_What you are asked to do_
Write each line of the material below as one string in a JSON list, skipping blank lines and leaving out the pictures.

======== Given information ========

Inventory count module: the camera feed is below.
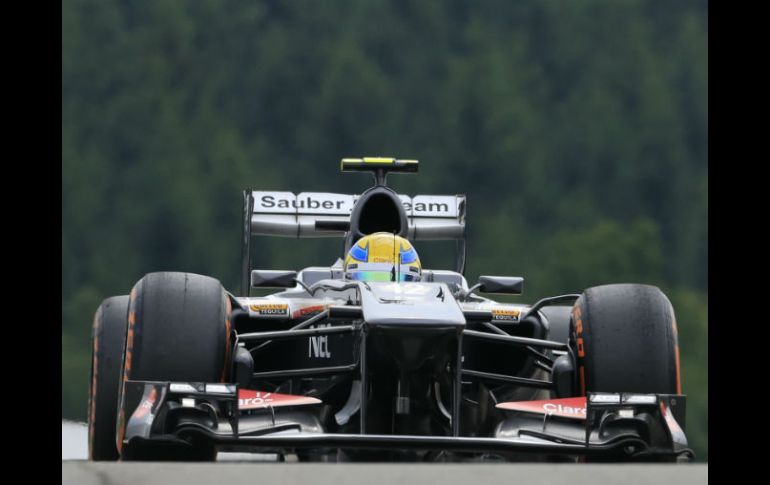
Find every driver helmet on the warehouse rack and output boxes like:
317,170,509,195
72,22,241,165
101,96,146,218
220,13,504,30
343,232,422,281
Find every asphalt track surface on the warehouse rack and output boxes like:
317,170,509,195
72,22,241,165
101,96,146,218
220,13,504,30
62,421,708,485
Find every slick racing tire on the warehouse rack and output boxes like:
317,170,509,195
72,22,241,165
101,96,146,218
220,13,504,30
88,295,128,461
570,284,681,396
117,272,231,461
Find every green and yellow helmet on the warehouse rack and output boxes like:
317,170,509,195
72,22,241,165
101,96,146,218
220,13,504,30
343,232,422,281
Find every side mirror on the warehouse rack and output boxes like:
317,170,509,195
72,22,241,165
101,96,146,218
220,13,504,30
478,276,524,295
251,269,297,288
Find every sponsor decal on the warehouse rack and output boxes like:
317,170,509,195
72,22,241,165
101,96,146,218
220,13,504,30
238,389,321,410
495,397,586,419
492,307,521,322
291,305,326,318
131,387,158,419
660,401,687,446
249,303,289,317
252,191,458,218
307,323,332,359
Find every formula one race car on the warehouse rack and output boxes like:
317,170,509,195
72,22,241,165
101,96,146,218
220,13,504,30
89,158,693,461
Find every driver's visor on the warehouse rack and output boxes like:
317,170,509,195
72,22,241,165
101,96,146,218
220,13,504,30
346,263,420,281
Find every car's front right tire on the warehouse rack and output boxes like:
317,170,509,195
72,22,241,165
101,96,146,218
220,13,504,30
88,295,128,461
117,272,232,461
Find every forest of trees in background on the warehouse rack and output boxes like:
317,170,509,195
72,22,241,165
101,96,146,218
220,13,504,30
62,0,708,459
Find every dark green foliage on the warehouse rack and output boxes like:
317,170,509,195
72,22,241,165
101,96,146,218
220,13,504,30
62,0,708,459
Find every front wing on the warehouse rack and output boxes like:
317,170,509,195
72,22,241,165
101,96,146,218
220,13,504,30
120,381,694,461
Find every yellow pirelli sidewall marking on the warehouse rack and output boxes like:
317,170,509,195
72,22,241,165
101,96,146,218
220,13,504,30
363,157,396,165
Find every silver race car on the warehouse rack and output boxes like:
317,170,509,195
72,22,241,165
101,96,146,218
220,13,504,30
89,158,693,461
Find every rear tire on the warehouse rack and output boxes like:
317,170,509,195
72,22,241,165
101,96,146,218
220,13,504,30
570,284,681,396
88,295,128,461
118,272,231,460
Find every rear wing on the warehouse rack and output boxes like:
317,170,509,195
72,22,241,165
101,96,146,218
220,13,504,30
241,190,465,296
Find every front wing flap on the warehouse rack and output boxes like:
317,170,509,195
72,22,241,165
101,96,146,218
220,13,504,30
123,381,694,460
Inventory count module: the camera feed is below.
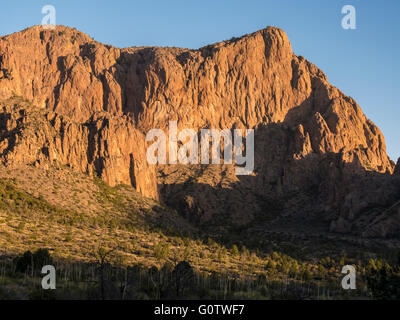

========

_Full output_
[
  "Inventory count module: the camera feed is below.",
  "Find every driver helmet on the warehouse rack and output boxes like:",
  "317,170,509,195",
  "72,22,241,165",
  "101,96,146,218",
  "220,13,504,30",
  "343,232,422,281",
  "Find every asphalt track surface on the warehouse rack and output boxes like:",
  "317,170,509,195",
  "72,22,241,165",
  "101,96,146,218",
  "220,13,504,30",
  "62,421,708,485",
  "Find every slick racing tire on the warehouse rack and output boxes like:",
  "317,170,509,195",
  "72,22,241,165",
  "101,96,146,218",
  "220,13,504,30",
  "88,295,128,461",
  "570,284,681,396",
  "117,272,231,461",
  "Find every green and yellow helmet on the warehouse rack and output boxes like:",
  "317,170,509,195",
  "72,22,241,165",
  "101,96,146,218",
  "220,13,504,30",
  "343,232,422,281",
  "Find every side mirror on the warehouse rack and output boxes like:",
  "317,170,509,195",
  "72,22,241,165",
  "101,96,146,218",
  "220,13,504,30",
  "478,276,524,295",
  "251,269,297,288",
  "Find every sponsor decal on the warehouse rack and output boxes like:",
  "317,170,509,195",
  "72,22,241,165",
  "101,96,146,218",
  "220,13,504,30",
  "238,389,321,410",
  "495,397,586,419",
  "492,307,521,322",
  "291,305,326,318",
  "131,387,158,419",
  "660,401,687,446",
  "249,303,289,317",
  "252,191,458,218",
  "307,323,332,359",
  "Find every formula one race car on the warehouse rack and output boxes like:",
  "317,170,509,195",
  "72,22,241,165",
  "101,96,146,218",
  "220,13,504,30",
  "89,158,693,461",
  "Find every driver's visor on the warehouse rack and output boxes like:",
  "317,170,509,195",
  "72,22,241,165",
  "101,96,146,218",
  "220,13,504,30",
  "346,263,420,281",
  "Find every car's front right tire on the warehouse rack and output boxes like:",
  "317,170,509,195",
  "72,22,241,165",
  "101,96,146,218",
  "220,13,504,30",
  "88,295,128,461",
  "117,272,232,461",
  "Find every forest of trees in background on the warehouse rack and output boxes like:",
  "317,170,509,195",
  "72,22,241,165",
  "101,96,146,218",
  "220,13,504,30",
  "62,0,708,459",
  "Find every dark green foliage on the warehouse rack and output boxes like:",
  "317,170,509,195",
  "72,22,241,165",
  "101,96,146,218",
  "220,13,504,30",
  "62,0,708,459",
  "Find every front wing on the warehouse rack and output boxes like:",
  "317,170,509,195",
  "72,22,241,165",
  "101,96,146,218",
  "220,13,504,30",
  "120,381,694,461",
  "Find every yellow pirelli sidewall marking on the warehouse rack and output boxes like:",
  "317,170,509,195",
  "72,22,241,165",
  "101,96,146,218",
  "220,13,504,30",
  "363,157,396,165",
  "Find every silver race car on the warehouse rack and output boxes like:",
  "317,170,509,195",
  "72,22,241,165",
  "101,96,146,218",
  "220,13,504,30",
  "89,158,693,461",
  "Find every rear tire on the warehouse rack and output boxes like:",
  "317,170,509,195",
  "72,22,241,165",
  "101,96,146,218",
  "220,13,504,30",
  "570,284,681,396",
  "88,295,128,461",
  "118,272,231,460",
  "Find every rear wing on the warehouse rack and output boxes like:",
  "317,170,509,195",
  "72,22,241,165",
  "101,96,146,218",
  "220,13,504,30",
  "241,190,465,296",
  "Find every front wing flap on the warehouse rack and output boxes like:",
  "317,170,509,195",
  "72,22,241,165",
  "101,96,146,218",
  "220,13,504,30",
  "123,381,694,460",
  "Inventory count module: the camera feed is below."
]